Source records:

+===+

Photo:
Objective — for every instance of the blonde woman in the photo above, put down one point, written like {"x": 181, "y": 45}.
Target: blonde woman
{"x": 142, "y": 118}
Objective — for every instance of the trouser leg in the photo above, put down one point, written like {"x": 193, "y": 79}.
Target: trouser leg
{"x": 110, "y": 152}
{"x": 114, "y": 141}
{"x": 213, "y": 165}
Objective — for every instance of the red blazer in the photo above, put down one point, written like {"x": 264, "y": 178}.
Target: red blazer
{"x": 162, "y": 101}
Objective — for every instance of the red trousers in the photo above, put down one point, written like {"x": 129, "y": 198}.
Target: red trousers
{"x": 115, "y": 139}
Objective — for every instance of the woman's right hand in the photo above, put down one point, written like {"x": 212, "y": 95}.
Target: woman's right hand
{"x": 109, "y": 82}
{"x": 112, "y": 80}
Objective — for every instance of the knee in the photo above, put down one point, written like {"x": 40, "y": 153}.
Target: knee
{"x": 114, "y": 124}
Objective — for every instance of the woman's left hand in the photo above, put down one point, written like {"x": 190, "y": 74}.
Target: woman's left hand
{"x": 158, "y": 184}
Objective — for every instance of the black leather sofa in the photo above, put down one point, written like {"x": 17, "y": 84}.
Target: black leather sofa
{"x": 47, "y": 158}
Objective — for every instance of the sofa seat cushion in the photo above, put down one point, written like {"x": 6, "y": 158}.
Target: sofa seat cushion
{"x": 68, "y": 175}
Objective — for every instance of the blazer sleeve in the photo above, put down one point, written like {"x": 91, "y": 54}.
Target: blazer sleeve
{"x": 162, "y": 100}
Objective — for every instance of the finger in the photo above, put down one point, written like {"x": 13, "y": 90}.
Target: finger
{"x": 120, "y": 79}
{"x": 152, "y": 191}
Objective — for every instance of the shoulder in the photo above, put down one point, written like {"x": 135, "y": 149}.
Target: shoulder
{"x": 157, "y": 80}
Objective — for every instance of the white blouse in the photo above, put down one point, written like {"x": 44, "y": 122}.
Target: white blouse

+===+

> **Task requirements**
Copy word for word the lines above, starting at the line that contains "Objective — for every instance of the shoulder" and continuing through the final line.

> **Final answer**
Objective — for every instance of the shoulder in the photo above, put down one point, written like {"x": 135, "y": 149}.
Target: shoulder
{"x": 157, "y": 80}
Objective — for every instance of the white blouse in the photo above, put down one point, written like {"x": 44, "y": 122}.
Target: white blouse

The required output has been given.